## YOUR GOAL:
Could you copy the rows below verbatim, starting at the line that contains "the orange cloud." and stopping after the line that contains "[229,238,247,246]", including both of those lines?

Stored dataset items
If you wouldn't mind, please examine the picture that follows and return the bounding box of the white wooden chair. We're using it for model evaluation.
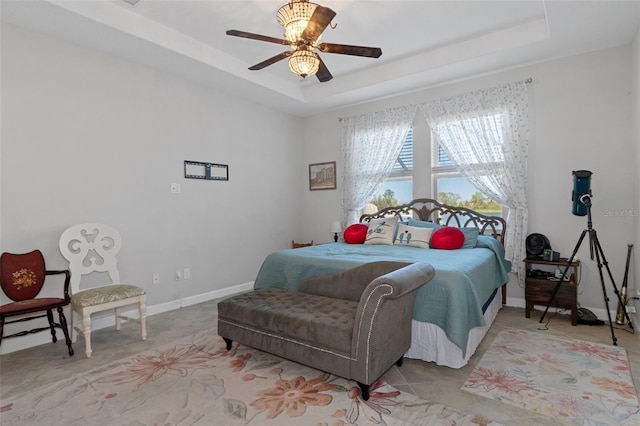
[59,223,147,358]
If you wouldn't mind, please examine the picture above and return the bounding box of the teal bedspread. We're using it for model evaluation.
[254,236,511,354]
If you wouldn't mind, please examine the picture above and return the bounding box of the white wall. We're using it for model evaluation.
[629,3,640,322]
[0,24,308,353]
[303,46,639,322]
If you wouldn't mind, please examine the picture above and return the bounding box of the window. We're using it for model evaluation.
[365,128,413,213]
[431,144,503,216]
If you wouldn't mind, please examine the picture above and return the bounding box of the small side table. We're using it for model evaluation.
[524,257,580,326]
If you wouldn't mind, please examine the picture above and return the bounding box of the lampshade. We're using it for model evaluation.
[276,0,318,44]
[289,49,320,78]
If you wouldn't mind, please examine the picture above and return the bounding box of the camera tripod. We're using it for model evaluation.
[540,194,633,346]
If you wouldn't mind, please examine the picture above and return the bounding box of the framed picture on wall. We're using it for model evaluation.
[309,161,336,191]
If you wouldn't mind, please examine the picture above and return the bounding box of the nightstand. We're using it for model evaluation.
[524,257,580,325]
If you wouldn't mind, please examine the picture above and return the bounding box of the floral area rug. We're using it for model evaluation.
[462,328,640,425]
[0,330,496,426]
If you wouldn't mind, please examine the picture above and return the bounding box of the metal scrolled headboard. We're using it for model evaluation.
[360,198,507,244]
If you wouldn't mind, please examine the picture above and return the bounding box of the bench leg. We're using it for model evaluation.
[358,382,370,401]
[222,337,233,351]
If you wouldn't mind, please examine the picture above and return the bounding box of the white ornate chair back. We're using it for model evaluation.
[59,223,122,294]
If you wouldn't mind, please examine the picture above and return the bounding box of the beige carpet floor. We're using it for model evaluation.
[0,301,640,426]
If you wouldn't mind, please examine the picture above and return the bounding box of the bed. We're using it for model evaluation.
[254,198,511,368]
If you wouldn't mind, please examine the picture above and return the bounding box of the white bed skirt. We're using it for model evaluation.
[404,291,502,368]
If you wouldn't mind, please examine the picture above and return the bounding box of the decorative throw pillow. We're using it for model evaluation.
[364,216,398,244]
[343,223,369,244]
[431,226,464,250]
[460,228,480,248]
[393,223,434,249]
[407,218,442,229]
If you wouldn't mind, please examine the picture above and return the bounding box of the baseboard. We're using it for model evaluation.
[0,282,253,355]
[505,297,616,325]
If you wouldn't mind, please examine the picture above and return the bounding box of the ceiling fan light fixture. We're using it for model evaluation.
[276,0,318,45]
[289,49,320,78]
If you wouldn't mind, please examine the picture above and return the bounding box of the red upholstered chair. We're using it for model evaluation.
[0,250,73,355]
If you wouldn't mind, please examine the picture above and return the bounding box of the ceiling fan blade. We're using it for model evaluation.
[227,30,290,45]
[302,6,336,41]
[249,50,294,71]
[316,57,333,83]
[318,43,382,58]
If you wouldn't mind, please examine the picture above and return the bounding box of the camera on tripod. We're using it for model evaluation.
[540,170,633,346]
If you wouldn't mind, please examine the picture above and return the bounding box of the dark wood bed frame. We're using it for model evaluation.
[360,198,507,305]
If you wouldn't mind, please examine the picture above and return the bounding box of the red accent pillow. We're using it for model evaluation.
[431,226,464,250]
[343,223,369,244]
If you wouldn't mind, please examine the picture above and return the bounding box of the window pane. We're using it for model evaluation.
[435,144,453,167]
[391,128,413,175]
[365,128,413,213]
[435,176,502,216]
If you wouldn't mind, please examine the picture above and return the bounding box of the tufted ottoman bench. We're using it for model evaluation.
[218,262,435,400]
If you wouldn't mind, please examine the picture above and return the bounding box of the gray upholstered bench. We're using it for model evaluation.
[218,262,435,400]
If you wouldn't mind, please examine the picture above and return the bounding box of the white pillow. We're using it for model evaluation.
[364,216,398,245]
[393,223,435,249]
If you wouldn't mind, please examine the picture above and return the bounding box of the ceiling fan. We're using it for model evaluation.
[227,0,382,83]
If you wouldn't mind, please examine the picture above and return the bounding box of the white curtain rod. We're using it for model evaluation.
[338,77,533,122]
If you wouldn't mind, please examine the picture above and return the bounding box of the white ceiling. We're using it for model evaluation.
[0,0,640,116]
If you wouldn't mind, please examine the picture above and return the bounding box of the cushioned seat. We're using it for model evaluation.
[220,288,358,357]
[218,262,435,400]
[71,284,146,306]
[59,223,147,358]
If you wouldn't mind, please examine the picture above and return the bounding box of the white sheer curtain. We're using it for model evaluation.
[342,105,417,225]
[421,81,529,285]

---

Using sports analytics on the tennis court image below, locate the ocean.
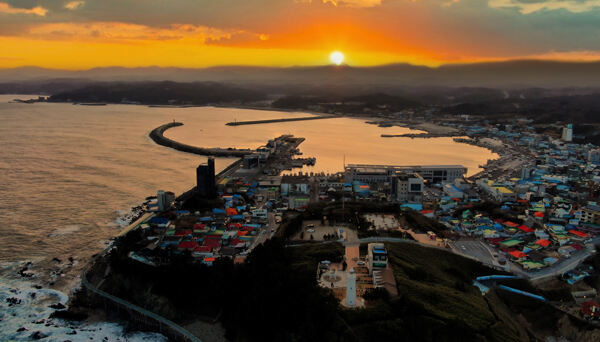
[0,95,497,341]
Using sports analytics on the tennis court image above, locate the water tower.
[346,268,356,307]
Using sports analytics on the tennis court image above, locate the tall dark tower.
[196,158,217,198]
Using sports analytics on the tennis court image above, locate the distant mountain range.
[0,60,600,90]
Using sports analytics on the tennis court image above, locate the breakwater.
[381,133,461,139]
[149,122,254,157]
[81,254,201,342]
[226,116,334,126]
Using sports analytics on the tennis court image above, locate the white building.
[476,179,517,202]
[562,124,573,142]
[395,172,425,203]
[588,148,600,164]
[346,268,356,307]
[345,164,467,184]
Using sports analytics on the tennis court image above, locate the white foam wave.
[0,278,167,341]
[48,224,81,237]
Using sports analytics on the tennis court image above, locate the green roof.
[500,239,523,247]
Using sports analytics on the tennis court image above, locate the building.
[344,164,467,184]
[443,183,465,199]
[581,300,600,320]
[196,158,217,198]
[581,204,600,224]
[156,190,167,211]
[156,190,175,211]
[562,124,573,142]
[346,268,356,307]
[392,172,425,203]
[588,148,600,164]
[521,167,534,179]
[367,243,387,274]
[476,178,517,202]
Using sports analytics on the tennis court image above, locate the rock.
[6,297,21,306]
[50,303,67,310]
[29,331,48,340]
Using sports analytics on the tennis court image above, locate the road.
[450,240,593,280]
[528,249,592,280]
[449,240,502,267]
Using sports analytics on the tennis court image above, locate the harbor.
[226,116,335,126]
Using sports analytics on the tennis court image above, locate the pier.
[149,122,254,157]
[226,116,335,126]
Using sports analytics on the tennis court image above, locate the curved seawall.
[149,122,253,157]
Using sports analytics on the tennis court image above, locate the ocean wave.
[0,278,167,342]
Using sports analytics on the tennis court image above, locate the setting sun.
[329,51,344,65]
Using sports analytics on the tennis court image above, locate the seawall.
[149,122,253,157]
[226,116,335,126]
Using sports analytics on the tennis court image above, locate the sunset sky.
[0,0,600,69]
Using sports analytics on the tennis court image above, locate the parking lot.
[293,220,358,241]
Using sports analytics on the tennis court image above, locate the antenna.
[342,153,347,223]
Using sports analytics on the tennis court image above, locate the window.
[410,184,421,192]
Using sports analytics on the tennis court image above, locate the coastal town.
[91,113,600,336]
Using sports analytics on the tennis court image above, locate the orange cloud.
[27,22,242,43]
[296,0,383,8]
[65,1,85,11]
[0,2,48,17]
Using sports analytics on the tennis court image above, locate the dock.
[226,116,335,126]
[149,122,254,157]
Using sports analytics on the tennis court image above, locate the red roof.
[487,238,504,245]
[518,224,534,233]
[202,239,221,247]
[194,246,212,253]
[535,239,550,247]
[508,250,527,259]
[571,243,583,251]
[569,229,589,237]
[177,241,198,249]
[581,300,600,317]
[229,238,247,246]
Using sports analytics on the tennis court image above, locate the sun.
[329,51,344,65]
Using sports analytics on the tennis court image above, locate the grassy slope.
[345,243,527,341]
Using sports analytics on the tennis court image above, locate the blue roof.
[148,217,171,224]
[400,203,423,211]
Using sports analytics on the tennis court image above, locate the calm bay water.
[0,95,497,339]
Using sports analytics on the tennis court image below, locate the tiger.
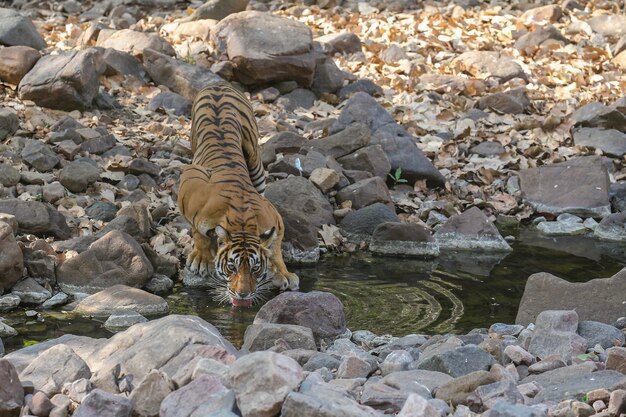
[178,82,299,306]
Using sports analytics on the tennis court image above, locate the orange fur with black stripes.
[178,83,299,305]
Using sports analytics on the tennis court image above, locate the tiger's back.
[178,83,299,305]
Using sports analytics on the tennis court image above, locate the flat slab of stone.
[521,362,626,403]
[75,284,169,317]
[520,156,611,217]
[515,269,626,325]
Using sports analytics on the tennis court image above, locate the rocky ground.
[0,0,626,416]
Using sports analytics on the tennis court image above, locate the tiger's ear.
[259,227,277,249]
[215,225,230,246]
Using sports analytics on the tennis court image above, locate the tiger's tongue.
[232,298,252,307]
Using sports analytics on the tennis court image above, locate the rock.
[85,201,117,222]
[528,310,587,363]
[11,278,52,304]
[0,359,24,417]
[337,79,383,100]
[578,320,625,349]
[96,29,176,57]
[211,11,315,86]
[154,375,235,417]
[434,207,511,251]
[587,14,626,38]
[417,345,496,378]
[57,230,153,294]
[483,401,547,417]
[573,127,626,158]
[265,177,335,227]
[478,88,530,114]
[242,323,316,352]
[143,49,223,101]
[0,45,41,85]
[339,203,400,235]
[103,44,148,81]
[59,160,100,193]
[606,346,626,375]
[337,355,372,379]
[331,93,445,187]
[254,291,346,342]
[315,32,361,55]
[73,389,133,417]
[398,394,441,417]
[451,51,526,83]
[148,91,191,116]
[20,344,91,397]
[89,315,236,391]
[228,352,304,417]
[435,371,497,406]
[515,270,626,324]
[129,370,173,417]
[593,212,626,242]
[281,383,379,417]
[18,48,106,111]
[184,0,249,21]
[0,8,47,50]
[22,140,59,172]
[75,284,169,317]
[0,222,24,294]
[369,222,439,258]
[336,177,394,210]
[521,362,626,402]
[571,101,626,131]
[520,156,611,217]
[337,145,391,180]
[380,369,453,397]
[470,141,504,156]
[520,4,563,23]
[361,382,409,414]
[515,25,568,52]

## OUTPUT OF THE EXERCISE:
Using sports analytics on the tennis court image above, locate the orange cloud.
[27,22,242,43]
[296,0,383,8]
[65,1,85,11]
[0,2,48,17]
Using sports analytics on the tennis court image above, locate the dock.
[226,116,335,126]
[149,122,254,157]
Using sports analytics on the tennis court image above, locate the red roof.
[487,238,504,245]
[518,224,534,233]
[202,239,221,247]
[194,246,212,253]
[535,239,550,247]
[508,250,527,259]
[571,243,583,251]
[569,229,589,237]
[177,241,198,249]
[581,300,600,317]
[229,238,247,246]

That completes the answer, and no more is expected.